*READING TEXT*
Sometimes stories are just stories. And oral tradition handed down around the fire to entertain and boost morale or ethnic pride through those long winter nights. Quenching into slaves is a dramatic device to make the story more vivid and engaging. Poe wasn’t writing a recipe, or giving us a scientific medical theory when he told us of a heart beat beneath the floorboards- he was trying to scare the hell out of us! I am almost certain most of the ghastly quench recipes and methods from ages ago are really good P.R.! So good that they have survived to this day and we are still falling for it. Exotic things like blood, slaves, water from very special spots or urine from various red haired people and goats fed special things are very exotic and help spark the imagination so that the smith can keep his position as a very skilled keeper of very potent magical secrets.

Think about it Weyland also escaped from an island by magically flying away with a bladder full of blood under his arm. We are not speculating what aerodynamic properties a bladder full of blood may have or what the lift ratio of a Viking smith wearing it would be, why? Some magic we want to believe and some we do not, to us this is obviously just a really good bit of story telling, a flying smith will keep them listening around the fire. I think the intellectuals who published papers about the possible benefits of goose poop sword making made fools of themselves and showed us exactly how much idle time they have on their hands.

Our approach to the ancients has an interesting duality that always interested me, on one hand we believe them to be so much wiser and skilled than we could ever be in the lost methods of working steel, yet on the other hand we are quick to believe they were primitive superstitious louts stabbing slaves and collecting pee and poop from numerous sources. No I still think they were pretty sharp guys who knew exactly who to spin some P.R. that would keep them in very high regard to a rather impressionable public, things haven’t changed too much in that respect.

I would also be willing to bet a years wages that if we could go back in time and ask a 9th century sword smith if he ever considered grinding up a sword and feeding it to geese he would give us a look and apprehensively ask “you do realize that is just a story don’t you?”
 
is that a knifemaker's wage?

now there's a myth ;)

Your darned right it's a knifemakers wage! Time travel may just be possible:D So I didn't want to risk too much and a knifemakers yearly wages may fill a gas tank and get you a modest meal after your trip to 800 A.D.:(

Oh yes, I know many who got wealthy making knives, I also have a unicorn ranch, it is run by leprechauns and we have a whole flock of geese that don't poop swords, but instead golden eggs.

The golden eggs help support my knifemaking habit:D
 
Forgive me but there is another aspect of old smithing legends that has fascinated me. You ever noticed how in the east the great swordsmiths would wear white, were very Zen, took ceremonial baths to be pure before beginning their work. When quenching the blade it was done in crystal clear and pure water from a very special spring or water source. Both smith and strikers where mentally in tune to work as one harmoniously with the process. ohhhmmmmm….

Yet in the west the hairy, smelly buggers were peeing on blades, playing with poop, stabbing helpless slaves if they couldn’t collect enough blood before hand and probably making drinking cups out of the quench mediums skulls when done. It sounds like total hellish chaos, and eventually they could only make “good” blades, the really great blades the ignorant brutes had to subcontract out to Dwarves and Niebelung (who probably imported them from Japan )

Two totally different P.R. techniques that worked great in their time for different audiences, yet in the long run one was far superior to the other, since even to this day western swords are just sharpened iron bars compared to the sublime katana…. Hmmmm :confused:

What made a great story 1000 years ago still works all too well in Hollywood today, now the glow is from a screen instead of a fire.
 
IIRC, the hardening was done at night because it was easier to see he subtle colour differences on the heated blade. And because you could not work in pitch black, they chose a full moon.

*DATA SHOWN*
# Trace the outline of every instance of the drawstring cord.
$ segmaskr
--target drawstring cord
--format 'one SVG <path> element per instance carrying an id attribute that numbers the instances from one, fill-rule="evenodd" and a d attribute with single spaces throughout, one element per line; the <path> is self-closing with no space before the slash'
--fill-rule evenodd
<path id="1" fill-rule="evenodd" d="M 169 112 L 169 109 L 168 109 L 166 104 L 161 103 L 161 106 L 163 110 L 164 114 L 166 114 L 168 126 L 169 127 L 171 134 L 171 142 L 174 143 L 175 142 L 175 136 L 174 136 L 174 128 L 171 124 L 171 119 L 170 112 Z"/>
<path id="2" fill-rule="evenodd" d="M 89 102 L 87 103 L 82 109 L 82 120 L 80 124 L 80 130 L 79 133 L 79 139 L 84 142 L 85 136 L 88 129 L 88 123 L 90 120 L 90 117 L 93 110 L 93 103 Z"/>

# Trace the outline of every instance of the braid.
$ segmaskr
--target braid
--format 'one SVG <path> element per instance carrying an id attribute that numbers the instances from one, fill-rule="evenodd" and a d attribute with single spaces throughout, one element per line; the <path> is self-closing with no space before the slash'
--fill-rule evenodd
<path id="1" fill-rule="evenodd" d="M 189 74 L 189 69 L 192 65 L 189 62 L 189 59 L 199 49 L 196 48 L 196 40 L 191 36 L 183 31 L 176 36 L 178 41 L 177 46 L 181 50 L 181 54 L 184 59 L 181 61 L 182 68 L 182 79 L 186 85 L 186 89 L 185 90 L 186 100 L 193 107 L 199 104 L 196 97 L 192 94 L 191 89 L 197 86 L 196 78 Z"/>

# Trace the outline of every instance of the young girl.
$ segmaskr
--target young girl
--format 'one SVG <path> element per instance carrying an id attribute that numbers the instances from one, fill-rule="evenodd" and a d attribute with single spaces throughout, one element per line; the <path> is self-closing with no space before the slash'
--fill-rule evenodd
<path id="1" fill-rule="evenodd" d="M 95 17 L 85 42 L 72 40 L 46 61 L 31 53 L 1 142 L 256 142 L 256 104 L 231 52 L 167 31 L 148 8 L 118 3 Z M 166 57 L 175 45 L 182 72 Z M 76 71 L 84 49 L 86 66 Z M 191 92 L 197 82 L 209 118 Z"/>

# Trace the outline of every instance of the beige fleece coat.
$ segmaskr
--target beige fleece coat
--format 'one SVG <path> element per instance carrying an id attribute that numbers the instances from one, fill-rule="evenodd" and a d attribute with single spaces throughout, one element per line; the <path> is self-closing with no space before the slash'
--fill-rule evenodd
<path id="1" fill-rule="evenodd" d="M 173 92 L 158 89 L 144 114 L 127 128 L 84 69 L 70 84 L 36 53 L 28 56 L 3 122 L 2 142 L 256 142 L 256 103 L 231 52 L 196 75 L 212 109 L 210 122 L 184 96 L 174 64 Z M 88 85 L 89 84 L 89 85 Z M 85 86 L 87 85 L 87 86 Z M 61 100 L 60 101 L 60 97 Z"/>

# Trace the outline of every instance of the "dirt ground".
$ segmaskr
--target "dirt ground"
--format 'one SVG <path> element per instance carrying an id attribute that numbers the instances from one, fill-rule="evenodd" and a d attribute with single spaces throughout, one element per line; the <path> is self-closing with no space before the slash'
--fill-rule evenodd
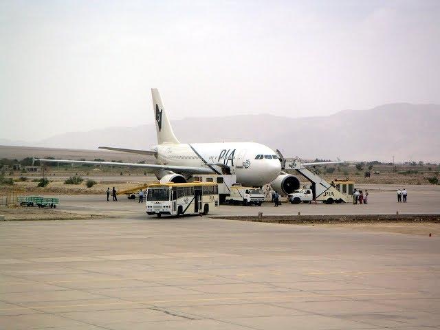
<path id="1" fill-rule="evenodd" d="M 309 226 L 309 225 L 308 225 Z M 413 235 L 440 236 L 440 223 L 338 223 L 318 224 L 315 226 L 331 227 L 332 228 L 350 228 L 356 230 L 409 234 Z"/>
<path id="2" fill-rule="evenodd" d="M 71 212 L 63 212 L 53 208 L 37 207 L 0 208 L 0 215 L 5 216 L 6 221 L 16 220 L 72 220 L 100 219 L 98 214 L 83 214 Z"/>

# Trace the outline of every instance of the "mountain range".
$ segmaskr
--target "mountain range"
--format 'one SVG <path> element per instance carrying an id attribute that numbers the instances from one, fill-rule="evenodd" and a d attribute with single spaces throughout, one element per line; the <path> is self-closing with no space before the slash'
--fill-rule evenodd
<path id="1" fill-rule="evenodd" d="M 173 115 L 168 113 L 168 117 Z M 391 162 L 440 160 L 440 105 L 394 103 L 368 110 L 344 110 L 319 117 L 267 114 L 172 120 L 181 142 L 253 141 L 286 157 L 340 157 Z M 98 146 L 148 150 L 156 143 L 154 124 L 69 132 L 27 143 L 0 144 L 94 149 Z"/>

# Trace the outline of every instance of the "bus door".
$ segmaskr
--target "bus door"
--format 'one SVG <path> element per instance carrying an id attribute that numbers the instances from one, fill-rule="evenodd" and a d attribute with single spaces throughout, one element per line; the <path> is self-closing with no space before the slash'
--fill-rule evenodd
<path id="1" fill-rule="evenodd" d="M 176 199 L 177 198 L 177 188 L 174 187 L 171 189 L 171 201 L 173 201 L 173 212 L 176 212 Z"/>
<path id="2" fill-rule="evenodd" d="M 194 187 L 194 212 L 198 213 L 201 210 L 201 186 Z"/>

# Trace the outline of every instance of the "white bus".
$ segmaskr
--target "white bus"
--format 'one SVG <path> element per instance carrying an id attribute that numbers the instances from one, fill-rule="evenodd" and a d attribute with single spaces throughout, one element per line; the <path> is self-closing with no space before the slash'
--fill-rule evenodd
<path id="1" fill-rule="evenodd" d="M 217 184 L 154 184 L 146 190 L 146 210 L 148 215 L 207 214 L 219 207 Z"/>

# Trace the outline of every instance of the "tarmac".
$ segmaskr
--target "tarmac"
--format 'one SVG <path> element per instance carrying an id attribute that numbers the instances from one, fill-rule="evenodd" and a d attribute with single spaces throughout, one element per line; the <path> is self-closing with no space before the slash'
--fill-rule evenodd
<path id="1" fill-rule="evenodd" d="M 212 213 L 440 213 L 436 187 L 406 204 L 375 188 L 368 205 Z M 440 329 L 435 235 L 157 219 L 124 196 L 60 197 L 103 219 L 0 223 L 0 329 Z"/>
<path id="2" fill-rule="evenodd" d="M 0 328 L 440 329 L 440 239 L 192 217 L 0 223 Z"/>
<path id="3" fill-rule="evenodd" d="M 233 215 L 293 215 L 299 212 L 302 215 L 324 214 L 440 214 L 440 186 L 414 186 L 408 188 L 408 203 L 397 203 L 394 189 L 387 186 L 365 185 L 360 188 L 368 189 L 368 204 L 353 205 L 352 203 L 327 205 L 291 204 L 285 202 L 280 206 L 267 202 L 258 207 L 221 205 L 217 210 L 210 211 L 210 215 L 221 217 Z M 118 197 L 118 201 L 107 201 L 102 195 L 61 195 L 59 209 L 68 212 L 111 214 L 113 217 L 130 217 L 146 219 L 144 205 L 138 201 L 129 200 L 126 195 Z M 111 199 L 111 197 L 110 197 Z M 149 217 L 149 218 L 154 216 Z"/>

*PROBLEMS TO WORK ON*
• a. In the forum thread on quenching myths, swap "golden eggs" for "silver coins" and write out everything from "Oh yes, I know" down to "the process. ohhhmmmmm….".
• b. In the forum thread on quenching myths, list the activities in the series that follows "the hairy, smelly buggers were".
• c. According to the forum thread on quenching myths, why was the hardening done at night?

*SOLUTIONS IN ORDER*
• a.
Oh yes, I know many who got wealthy making knives, I also have a unicorn ranch, it is run by leprechauns and we have a whole flock of geese that don't poop swords, but instead silver coins.

The silver coins help support my knifemaking habit:D
 
Forgive me but there is another aspect of old smithing legends that has fascinated me. You ever noticed how in the east the great swordsmiths would wear white, were very Zen, took ceremonial baths to be pure before beginning their work. When quenching the blade it was done in crystal clear and pure water from a very special spring or water source. Both smith and strikers where mentally in tune to work as one harmoniously with the process. ohhhmmmmm….

• b.
- Peeing on blades
- Playing with poop
- Stabbing helpless slaves if they couldn't collect enough blood beforehand
- Probably making drinking cups out of the quench mediums' skulls when done

• c. It was easier to see the subtle color differences on the heated blade.